Pick out each line in the data below that contains the string "woman", and copy those lines in full.
┄┄┄┄┄┄┄┄┄┄┄┄┄┄┄┄┄┄┄┄
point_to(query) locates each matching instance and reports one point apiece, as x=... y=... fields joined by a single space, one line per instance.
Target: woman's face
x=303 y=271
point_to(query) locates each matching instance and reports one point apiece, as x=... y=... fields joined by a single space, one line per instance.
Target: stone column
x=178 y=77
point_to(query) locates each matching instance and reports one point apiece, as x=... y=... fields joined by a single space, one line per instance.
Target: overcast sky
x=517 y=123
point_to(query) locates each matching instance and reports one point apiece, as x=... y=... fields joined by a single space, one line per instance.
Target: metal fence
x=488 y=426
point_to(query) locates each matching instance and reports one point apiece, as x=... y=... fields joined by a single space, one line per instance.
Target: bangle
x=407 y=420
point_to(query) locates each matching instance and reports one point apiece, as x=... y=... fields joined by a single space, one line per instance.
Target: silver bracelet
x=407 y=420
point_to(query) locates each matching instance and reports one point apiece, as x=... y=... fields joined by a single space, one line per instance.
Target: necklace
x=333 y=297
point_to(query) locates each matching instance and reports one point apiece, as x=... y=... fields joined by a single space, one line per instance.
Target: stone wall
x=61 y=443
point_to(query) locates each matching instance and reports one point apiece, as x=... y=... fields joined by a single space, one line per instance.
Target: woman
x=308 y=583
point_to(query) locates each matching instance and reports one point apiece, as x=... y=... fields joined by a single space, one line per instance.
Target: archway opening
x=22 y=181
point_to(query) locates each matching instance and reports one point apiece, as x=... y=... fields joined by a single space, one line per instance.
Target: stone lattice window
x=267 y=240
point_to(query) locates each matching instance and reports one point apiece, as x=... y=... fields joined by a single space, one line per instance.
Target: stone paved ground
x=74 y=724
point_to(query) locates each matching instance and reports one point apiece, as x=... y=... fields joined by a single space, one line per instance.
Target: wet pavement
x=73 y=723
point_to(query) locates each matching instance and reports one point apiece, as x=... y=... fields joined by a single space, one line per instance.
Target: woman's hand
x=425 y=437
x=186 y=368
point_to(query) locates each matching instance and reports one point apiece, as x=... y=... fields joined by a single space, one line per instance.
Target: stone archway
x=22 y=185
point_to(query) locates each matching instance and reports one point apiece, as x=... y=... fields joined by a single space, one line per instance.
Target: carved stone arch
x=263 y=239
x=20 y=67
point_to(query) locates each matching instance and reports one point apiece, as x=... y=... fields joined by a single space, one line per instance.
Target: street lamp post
┄┄┄┄┄┄┄┄┄┄┄┄┄┄┄┄┄┄┄┄
WRITTEN SOLUTION:
Target: woman's face
Target: woman
Target: woman's hand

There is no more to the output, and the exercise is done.